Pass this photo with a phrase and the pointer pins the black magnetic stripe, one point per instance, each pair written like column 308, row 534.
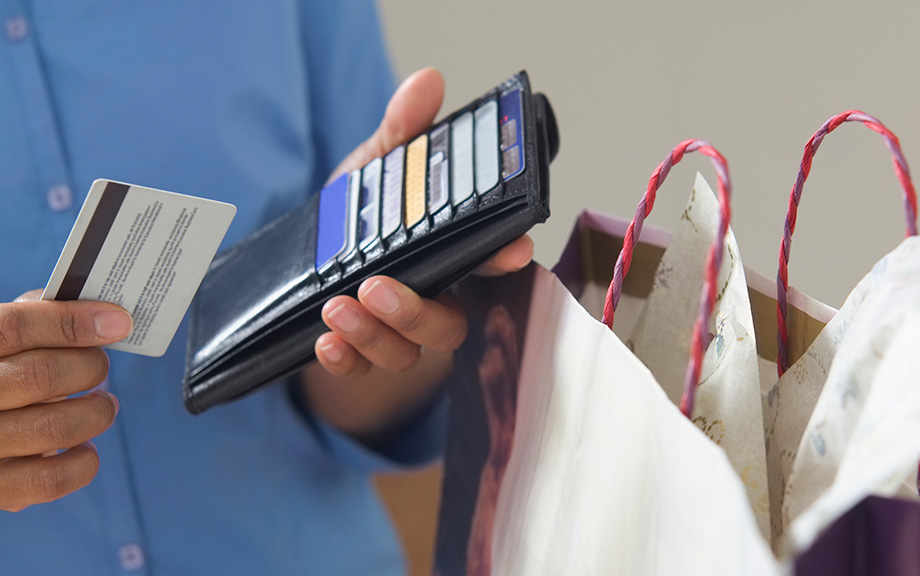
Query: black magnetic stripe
column 99, row 226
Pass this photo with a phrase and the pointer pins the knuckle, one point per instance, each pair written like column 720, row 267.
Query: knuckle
column 99, row 365
column 405, row 362
column 70, row 326
column 36, row 376
column 51, row 481
column 413, row 321
column 51, row 429
column 12, row 327
column 105, row 409
column 368, row 340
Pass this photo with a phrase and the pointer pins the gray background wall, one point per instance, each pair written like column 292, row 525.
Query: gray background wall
column 629, row 80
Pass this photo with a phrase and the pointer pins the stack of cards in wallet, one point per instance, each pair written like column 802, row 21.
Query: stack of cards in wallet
column 143, row 249
column 427, row 213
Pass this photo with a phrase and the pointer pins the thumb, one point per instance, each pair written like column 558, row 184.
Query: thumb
column 411, row 109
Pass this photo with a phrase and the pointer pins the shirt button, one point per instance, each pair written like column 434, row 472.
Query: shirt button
column 16, row 28
column 131, row 556
column 60, row 197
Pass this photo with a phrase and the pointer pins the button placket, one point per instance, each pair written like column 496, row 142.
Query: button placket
column 16, row 28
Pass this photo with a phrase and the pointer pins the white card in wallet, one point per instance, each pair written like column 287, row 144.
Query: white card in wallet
column 146, row 250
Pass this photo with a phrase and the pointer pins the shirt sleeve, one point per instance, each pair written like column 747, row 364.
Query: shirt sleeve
column 349, row 74
column 413, row 443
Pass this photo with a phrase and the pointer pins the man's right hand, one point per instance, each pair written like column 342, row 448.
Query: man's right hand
column 48, row 352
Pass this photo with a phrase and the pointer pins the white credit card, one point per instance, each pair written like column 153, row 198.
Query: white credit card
column 146, row 250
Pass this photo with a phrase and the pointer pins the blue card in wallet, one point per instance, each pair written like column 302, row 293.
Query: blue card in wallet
column 426, row 214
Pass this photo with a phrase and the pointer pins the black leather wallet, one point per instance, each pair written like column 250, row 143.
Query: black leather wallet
column 427, row 214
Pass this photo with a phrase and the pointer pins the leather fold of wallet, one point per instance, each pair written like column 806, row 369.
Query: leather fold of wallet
column 427, row 214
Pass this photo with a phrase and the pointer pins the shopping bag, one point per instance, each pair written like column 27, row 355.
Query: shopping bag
column 814, row 407
column 597, row 471
column 728, row 400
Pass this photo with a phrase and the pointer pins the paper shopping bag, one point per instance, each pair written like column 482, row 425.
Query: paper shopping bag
column 878, row 537
column 808, row 422
column 597, row 472
column 728, row 402
column 566, row 456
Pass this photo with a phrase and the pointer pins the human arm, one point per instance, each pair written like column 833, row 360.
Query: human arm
column 48, row 351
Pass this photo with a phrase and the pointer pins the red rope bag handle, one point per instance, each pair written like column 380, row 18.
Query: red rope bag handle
column 910, row 210
column 713, row 258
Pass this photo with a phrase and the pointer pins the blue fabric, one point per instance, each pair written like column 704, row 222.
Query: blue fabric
column 247, row 102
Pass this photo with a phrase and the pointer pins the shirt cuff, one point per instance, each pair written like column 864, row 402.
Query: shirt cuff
column 412, row 444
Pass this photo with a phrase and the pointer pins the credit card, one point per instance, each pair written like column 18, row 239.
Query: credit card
column 485, row 131
column 461, row 156
column 416, row 160
column 391, row 195
column 332, row 222
column 143, row 249
column 438, row 168
column 511, row 133
column 370, row 203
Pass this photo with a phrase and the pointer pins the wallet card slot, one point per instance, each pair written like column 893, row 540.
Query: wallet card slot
column 461, row 156
column 332, row 224
column 511, row 137
column 391, row 201
column 485, row 147
column 371, row 178
column 416, row 164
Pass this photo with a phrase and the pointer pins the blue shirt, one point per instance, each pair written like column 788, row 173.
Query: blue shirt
column 249, row 102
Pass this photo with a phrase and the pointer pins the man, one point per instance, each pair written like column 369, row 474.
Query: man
column 245, row 102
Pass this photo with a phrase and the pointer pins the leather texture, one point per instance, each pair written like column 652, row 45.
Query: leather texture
column 256, row 316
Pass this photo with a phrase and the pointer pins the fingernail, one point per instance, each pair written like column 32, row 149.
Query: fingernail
column 332, row 353
column 381, row 298
column 345, row 318
column 112, row 324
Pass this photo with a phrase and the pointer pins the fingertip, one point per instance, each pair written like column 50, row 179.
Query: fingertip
column 113, row 324
column 328, row 351
column 338, row 357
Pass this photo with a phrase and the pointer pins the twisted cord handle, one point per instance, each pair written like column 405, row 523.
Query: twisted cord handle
column 910, row 210
column 713, row 258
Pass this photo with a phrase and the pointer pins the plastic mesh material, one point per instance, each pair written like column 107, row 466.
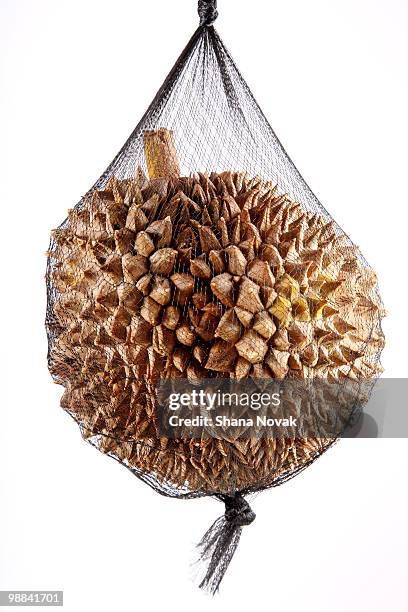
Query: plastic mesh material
column 228, row 156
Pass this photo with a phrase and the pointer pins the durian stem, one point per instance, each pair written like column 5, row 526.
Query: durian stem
column 161, row 155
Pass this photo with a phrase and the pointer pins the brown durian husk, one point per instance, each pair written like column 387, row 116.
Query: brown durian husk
column 195, row 277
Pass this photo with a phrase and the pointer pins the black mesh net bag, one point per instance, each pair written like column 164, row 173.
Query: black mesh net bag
column 202, row 254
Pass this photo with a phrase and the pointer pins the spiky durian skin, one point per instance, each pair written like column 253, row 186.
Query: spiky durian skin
column 196, row 277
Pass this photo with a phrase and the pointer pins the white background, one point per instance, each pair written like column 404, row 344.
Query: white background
column 76, row 75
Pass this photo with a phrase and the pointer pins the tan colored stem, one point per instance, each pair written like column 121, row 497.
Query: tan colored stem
column 161, row 154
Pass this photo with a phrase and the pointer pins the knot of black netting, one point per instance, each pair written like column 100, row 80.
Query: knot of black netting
column 238, row 512
column 220, row 542
column 207, row 9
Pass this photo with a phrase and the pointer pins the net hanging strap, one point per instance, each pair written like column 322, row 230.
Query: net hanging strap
column 207, row 10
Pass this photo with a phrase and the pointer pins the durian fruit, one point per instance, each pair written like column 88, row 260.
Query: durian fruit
column 196, row 277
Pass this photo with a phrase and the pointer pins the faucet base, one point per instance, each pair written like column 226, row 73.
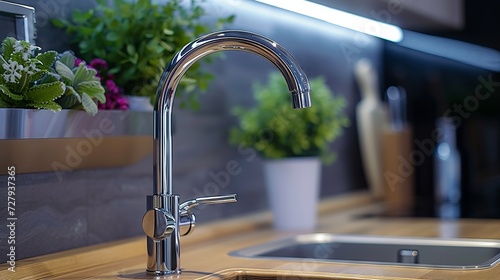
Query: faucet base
column 162, row 273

════════════════════

» **Written problem**: Copy out all of the data above word for word, but leave out the pictures.

» **Exercise output**:
Pass this photo with a phrase and the pointer pins the black magnetic stripe, one point per instance, each pair written like column 308, row 534.
Query: black magnetic stripe
column 99, row 226
Pass this photo with a phrase and the pointer pins the knuckle, one point per instance, each pair written like column 720, row 267.
Query: knuckle
column 99, row 365
column 405, row 362
column 70, row 326
column 36, row 376
column 51, row 481
column 413, row 321
column 51, row 429
column 12, row 327
column 105, row 409
column 368, row 340
Pass this photo with a phrase and the pointer pins the gray background wall, one point per instance, each pair written like column 292, row 525.
Query: gray background wall
column 629, row 80
Pass this photo with a phrase and the pointer pins the stack of cards in wallet, one point per instance, each pair written like column 802, row 21.
Query: stack of cards in wallet
column 143, row 249
column 427, row 213
Pass this photo with a phrase and the pointer pins the thumb, one point per instance, each pair written like column 558, row 184.
Query: thumb
column 411, row 109
Pass this photo with a phrase and the pointer pins the shirt button, one point per instance, each pair written like column 434, row 472.
Query: shirt button
column 16, row 28
column 131, row 556
column 60, row 197
Pass this photo with a phrase and the pointer pins the button placket, one point per instance, each pair written like column 496, row 142.
Query: button placket
column 16, row 28
Pass this photo with a phrase and the pointer pins the white card in wallet, one point per instance, each pair written like column 287, row 144.
Query: white card in wallet
column 146, row 250
Pass this photo with a phrase and the pointer pins the shirt sleeve, one point per instance, each pair written like column 747, row 364.
Query: shirt sleeve
column 349, row 74
column 413, row 443
Pass this photo with a phrase and the pointer pins the man's right hand, one point per instance, each pair written like column 342, row 448.
Query: man's right hand
column 48, row 352
Pass this photo with a phrase and the pointer pins the white credit card, one point per instance, each pair written like column 153, row 198.
Query: white credit card
column 146, row 250
Pass this photo with a phrase and the pointer pins the blue card in wallet, one point per instance, each pair written like column 302, row 293.
Query: blue card in wallet
column 426, row 214
Pass this photo with a phrase and the pointer pins the black leather wallet, one point per instance, each pair written like column 250, row 143.
Query: black leather wallet
column 427, row 214
Pass this photo with a phrase and the pointer pins the leather fold of wallet, one point per instance, each pair written like column 806, row 369.
Query: leather fold of wallet
column 427, row 214
Pass this photo with a phrase and the pointer pins the shopping bag, one point per instance, each pair written like column 27, row 355.
Query: shopping bag
column 814, row 407
column 597, row 471
column 728, row 400
Pass this photo with a phrase and the pointer pins the paper shopping bag, one point per instance, each pair written like column 482, row 425.
Query: paper shopping bag
column 878, row 537
column 808, row 422
column 597, row 472
column 728, row 402
column 566, row 456
Pass this photo with a phrase and the pointer pins the human arm, one point per instance, each pair written like column 833, row 360.
Query: human arm
column 48, row 351
Pass this photo with a phrase and the pointer pins the red rope bag handle, one point per instance, each pair written like column 380, row 18.
Query: red rope bag handle
column 910, row 210
column 713, row 258
Pass this photo with a phrase and the pointer pins the blue fabric, one point per instance, each pair written like column 704, row 222.
Query: blue fabric
column 247, row 102
Pass this photo with a phrase and the pointer pins the shirt cuff, one point per instance, each pair written like column 864, row 402.
Query: shirt cuff
column 412, row 444
Pass this photo with a phrase and the pointer pins the credit card, one point per instance, each pair written like column 18, row 239.
Query: credit card
column 485, row 131
column 461, row 156
column 416, row 160
column 391, row 195
column 332, row 222
column 143, row 249
column 438, row 168
column 511, row 133
column 370, row 203
Pass this photo with a phrase and the pointer pins the wallet card slot, one point per instance, each pair written like column 893, row 540.
Query: wallet card slot
column 461, row 156
column 332, row 224
column 511, row 137
column 391, row 201
column 485, row 147
column 371, row 178
column 416, row 164
Pass this photo with a phrase and the pointer pins the blue shirt, one point per instance, each pair written like column 788, row 173.
Query: blue shirt
column 249, row 102
Pass this photo with a phrase and the pointer pins the man, one point per instance, each pair written like column 369, row 474.
Query: man
column 245, row 102
Pass this photo with a phrase and the pointer pins the leather texture, one point per instance, each pair written like column 652, row 45.
Query: leather texture
column 256, row 316
Pass this photo with a phrase and the pointer pins the fingernail, one point per instance, each pair written like column 32, row 149.
Query: fingernail
column 332, row 353
column 381, row 298
column 345, row 318
column 112, row 324
Pass this photo with a phrase and the pointer pins the fingertip, one point per instance, each pair written like column 50, row 179.
Query: fingertip
column 113, row 324
column 328, row 351
column 338, row 357
Pass this photo with a phrase and the pointer pins the twisted cord handle, one point per instance, each pair written like column 405, row 523.
Query: twisted cord handle
column 910, row 210
column 713, row 258
Pass this photo with a phrase and the pointer pins the plastic mesh material, one point per instance, each pair written like column 107, row 466.
Query: plastic mesh material
column 228, row 156
Pass this photo with a phrase and the pointer pins the durian stem, one point per instance, each pair written like column 5, row 526.
Query: durian stem
column 161, row 155
Pass this photo with a phrase and the pointer pins the brown durian husk, one point per instance, each pair written like column 387, row 116.
Query: brown durian husk
column 195, row 277
Pass this photo with a phrase and the pointer pins the black mesh net bag, one point per instance, each pair written like column 164, row 173.
Query: black mesh net bag
column 202, row 254
Pass this photo with a phrase and the pointer pins the spiky durian skin, one point per instance, each pair written like column 253, row 186.
Query: spiky durian skin
column 196, row 277
Pass this photo with a phrase and the pointer pins the white background, one point per instance, each pair written like column 404, row 344.
Query: white background
column 76, row 75
Pass this photo with a phrase and the pointer pins the tan colored stem, one point per instance, each pair written like column 121, row 497.
Query: tan colored stem
column 161, row 154
Pass this photo with a phrase and the pointer pins the knot of black netting, one point per instance, each pair written like column 100, row 80.
Query: knot of black netting
column 238, row 512
column 220, row 542
column 207, row 9
Pass this photo with a phrase and the pointer pins the net hanging strap, one point per instance, each pair written like column 322, row 230.
Query: net hanging strap
column 207, row 10
Pass this photo with a phrase and the pointer pins the durian fruit, one point per instance, each pair written like column 88, row 260.
Query: durian fruit
column 196, row 277
Pass this photo with a phrase and the pointer pins the faucet base, one point per instance, each pair written like column 226, row 73.
Query: faucet base
column 162, row 273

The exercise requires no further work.